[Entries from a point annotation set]
+++++
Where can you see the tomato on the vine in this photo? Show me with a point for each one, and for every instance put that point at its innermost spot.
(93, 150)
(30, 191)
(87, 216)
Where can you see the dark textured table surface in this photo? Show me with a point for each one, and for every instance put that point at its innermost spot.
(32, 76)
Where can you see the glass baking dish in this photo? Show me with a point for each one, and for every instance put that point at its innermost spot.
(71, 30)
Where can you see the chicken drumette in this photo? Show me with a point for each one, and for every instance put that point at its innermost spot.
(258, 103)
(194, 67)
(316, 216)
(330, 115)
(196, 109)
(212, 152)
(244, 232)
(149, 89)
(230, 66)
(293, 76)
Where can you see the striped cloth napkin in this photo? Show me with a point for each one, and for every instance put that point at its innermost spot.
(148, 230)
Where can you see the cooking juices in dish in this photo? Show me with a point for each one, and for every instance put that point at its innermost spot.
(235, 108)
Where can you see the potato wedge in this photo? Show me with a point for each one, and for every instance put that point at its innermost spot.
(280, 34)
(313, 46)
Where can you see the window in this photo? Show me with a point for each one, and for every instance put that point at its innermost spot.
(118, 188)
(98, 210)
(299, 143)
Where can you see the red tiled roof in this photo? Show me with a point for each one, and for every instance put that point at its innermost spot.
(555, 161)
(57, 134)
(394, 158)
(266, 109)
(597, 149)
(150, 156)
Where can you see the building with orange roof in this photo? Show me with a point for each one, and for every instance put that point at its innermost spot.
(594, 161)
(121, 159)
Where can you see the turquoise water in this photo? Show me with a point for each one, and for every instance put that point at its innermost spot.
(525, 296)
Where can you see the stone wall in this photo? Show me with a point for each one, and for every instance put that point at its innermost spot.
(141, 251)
+++++
→ SET EXERCISE: Write the lines out exactly, from the one with "Where can you see the building" down to the last line of the listing, and leave out all others.

→ ANSWER TO THE TASK:
Where can you see the building with orange roof in this photo? Show me with a point for each one, and for every instance put that point at its innermost spot.
(594, 161)
(121, 159)
Where can you see the turquoise water in this photo? Show me with a point for each one, and for every instance put that point at its innermost spot.
(525, 296)
Where can you see the stone wall in this photo? Show me with a point for each one, and for every instance put that point at its innermost spot.
(141, 251)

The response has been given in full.